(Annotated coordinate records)
====

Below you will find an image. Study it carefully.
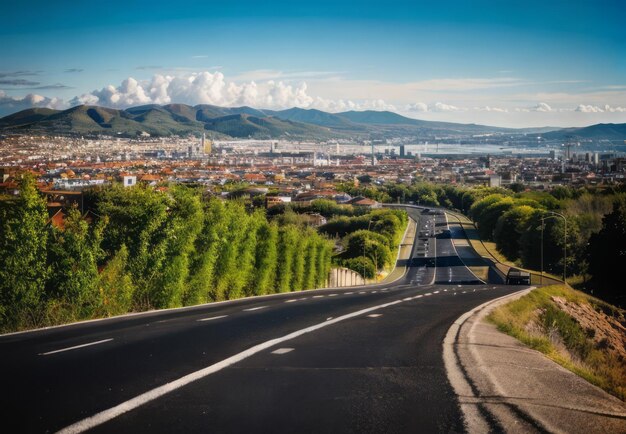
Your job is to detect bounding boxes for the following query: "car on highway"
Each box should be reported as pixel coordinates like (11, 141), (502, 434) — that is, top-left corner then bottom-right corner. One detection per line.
(506, 268), (530, 285)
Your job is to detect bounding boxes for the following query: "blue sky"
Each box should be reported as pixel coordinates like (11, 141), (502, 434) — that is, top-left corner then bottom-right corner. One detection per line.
(0, 0), (626, 126)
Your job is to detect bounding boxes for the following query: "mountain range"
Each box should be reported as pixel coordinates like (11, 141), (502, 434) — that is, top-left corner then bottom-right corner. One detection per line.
(0, 104), (626, 142)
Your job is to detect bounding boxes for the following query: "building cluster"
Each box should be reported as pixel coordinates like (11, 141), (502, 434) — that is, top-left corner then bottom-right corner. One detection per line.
(0, 136), (626, 223)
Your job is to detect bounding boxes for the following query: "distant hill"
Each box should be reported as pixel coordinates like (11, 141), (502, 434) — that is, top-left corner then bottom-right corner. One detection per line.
(0, 104), (626, 140)
(541, 124), (626, 144)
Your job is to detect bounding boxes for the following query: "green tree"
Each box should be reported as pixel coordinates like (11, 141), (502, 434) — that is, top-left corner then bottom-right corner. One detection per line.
(494, 205), (534, 260)
(251, 222), (278, 295)
(0, 174), (48, 330)
(276, 226), (299, 292)
(96, 245), (135, 316)
(46, 207), (106, 319)
(588, 200), (626, 307)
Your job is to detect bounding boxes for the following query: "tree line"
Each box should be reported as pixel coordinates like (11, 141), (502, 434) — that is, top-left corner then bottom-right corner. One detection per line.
(268, 199), (408, 279)
(340, 182), (626, 306)
(0, 175), (333, 331)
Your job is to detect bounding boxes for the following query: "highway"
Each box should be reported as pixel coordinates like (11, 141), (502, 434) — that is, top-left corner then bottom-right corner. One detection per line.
(0, 209), (521, 433)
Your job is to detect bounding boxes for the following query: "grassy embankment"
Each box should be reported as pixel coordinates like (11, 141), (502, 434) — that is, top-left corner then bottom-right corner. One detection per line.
(487, 285), (626, 400)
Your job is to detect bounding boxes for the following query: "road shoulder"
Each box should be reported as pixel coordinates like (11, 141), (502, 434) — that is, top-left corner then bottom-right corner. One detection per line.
(444, 289), (626, 433)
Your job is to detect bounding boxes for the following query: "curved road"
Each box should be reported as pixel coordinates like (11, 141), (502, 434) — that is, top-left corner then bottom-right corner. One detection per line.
(0, 209), (520, 433)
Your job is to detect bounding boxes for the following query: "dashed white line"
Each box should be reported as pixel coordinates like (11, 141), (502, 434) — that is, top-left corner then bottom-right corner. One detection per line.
(59, 294), (402, 434)
(243, 306), (267, 312)
(39, 338), (113, 356)
(198, 315), (228, 321)
(272, 348), (293, 354)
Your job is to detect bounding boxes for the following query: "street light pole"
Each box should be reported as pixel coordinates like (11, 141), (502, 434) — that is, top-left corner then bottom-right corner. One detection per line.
(541, 211), (567, 284)
(363, 220), (376, 283)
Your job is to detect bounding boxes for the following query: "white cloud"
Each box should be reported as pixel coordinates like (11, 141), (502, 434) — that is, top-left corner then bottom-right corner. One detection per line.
(473, 105), (509, 113)
(431, 102), (465, 112)
(406, 102), (428, 113)
(0, 90), (66, 116)
(530, 102), (554, 113)
(64, 71), (395, 112)
(575, 104), (626, 113)
(405, 102), (467, 113)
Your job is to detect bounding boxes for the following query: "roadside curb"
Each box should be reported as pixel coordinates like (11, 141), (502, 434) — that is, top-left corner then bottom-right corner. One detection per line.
(443, 287), (626, 434)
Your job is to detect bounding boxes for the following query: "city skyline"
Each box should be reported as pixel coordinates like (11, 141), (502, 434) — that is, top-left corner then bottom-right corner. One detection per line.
(0, 1), (626, 127)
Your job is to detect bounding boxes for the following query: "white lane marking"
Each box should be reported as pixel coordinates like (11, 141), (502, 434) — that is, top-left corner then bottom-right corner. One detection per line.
(243, 306), (267, 312)
(198, 315), (228, 321)
(59, 294), (402, 434)
(39, 338), (113, 356)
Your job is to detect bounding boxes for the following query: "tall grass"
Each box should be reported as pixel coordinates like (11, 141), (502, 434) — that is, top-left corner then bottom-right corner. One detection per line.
(487, 285), (626, 400)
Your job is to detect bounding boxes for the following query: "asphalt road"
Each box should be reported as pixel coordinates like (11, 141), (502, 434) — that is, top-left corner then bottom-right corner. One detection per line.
(0, 206), (520, 433)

====

## What is required
Repeat the data exactly, dropping every picture it holds.

## Task output
Below you will find an image. Study it carefully.
Your job is to detect bounding boxes for the following query: "car on highway"
Each box should be reported as pixel coordinates like (11, 141), (502, 434) — that is, top-left corner then bottom-right corner. One detection per line.
(506, 268), (530, 285)
Your job is to detect bounding boxes for the following query: "blue sky"
Each box should be reported as pixel coordinates like (11, 141), (502, 434) — that is, top-left corner then bottom-right corner. One detection per line.
(0, 0), (626, 126)
Your job is to detect bounding boxes for the following query: "mountain range"
Each box should be reported as pixel coordinates like (11, 141), (502, 434) — that is, top-left corner then bottom-right corner. One detection per line.
(0, 104), (626, 142)
Your job is to detect bounding boxes for the following query: "building cluster"
Each box should be reported as pixel coordinates like (11, 141), (502, 434) — that is, top-left corner then bottom-right corner. One detection per line.
(0, 136), (626, 223)
Your job is to detect bounding boxes for the following query: "distant hill"
Each box should be reported as pixel coordinates like (11, 141), (502, 434) — that is, top-left corner then bottom-right corner. One detection per line.
(0, 104), (626, 140)
(541, 124), (626, 144)
Your job is to detect bounding boxes for the following query: "green tree"
Each box should be reported as pixel coordinates like (11, 141), (502, 434) — that is, top-left corner then bottom-right corner. One detection per line.
(494, 205), (534, 260)
(251, 222), (278, 295)
(0, 174), (48, 330)
(276, 226), (299, 292)
(96, 245), (135, 316)
(46, 207), (106, 319)
(588, 200), (626, 307)
Your job is to detect bounding boxes for the following query: "tree line"
Each box should be reported as pixel coordinates like (11, 141), (502, 434) — that is, top-left corner then bottom-right corner. One detection per line.
(268, 199), (408, 279)
(340, 182), (626, 306)
(0, 175), (333, 331)
Your job is to detect bounding boxes for the following query: "highway"
Each box should be reported as pixel coordinates like (11, 141), (502, 434) — that is, top-left corner then bottom-right corner. One detection per line.
(0, 209), (521, 433)
Your job is to detect bounding boxes for the following query: "grassy embankment"
Each box should be reported as pixel coordinates like (11, 141), (502, 434) — that is, top-left corner then bottom-right corner. One detection per line.
(487, 285), (626, 400)
Your job is to detect bounding boxes for the following query: "road shoulder"
Each box should be reported as pixel coordinates like (11, 141), (502, 434) — that is, top-left corner then bottom-right corner. One detection per line.
(444, 289), (626, 433)
Your job is to detect bounding boxes for the following query: "curved road"
Each box should be reported as pixel coordinates like (11, 141), (502, 434) — that is, top-left corner then bottom-right corner. One detection per line.
(0, 209), (520, 433)
Your job is to detect bounding boxes for the following query: "dashed white line"
Each box should be reported as pixel coordinates like (11, 141), (502, 434) — that is, top-left corner then bottom-right corner. One detection per line.
(59, 294), (402, 434)
(243, 306), (267, 312)
(39, 338), (113, 356)
(198, 315), (228, 321)
(272, 348), (293, 354)
Your job is to detect bounding boxes for the following query: "street light pole"
Each box should be reported as pixel coordinates like (11, 141), (502, 434) — that is, top-left corner then bottom-right corner. One detection per line.
(541, 211), (567, 284)
(363, 220), (376, 283)
Your job is to detect bounding boxes for the following query: "white cloud"
Each box should be reported as pixel coordinates like (11, 141), (502, 434) — that is, top-left corner then bottom-right corner. One detection per line.
(473, 105), (509, 113)
(431, 102), (465, 112)
(406, 102), (428, 113)
(0, 90), (66, 116)
(530, 102), (554, 113)
(64, 71), (395, 112)
(575, 104), (626, 113)
(405, 102), (467, 113)
Your job is to detect bounding boxes for the following query: "roadside curb"
Each box should be reported as pixel coordinates like (11, 141), (502, 434) — that is, top-left corner then bottom-right corner. One detection per line.
(443, 287), (626, 434)
Your job is to detect bounding boxes for the following query: "city skyline"
Each box should be reported as pixel coordinates like (11, 141), (502, 434) — that is, top-left corner then bottom-right corner. One detection per line.
(0, 1), (626, 127)
Your job is to detect bounding boxes for the following query: "white lane marking"
Each box should be reported as pixel coordinates like (11, 141), (502, 434) — that is, top-left corner then bottom-right corner. One detection per line.
(243, 306), (267, 312)
(198, 315), (228, 321)
(59, 294), (402, 434)
(39, 338), (113, 356)
Your job is to detect bounding boxes for the following query: "tall grass"
Each box should be reported as pixel coordinates like (11, 141), (502, 434) — that is, top-left corner then bottom-right corner. One detection per line.
(487, 285), (626, 400)
Your job is to detect bounding boxes for the following query: "asphalt road"
Each box should be reported as pixel coordinates like (11, 141), (502, 434) — that is, top-left corner then bottom-right corner. One detection per line.
(0, 206), (520, 433)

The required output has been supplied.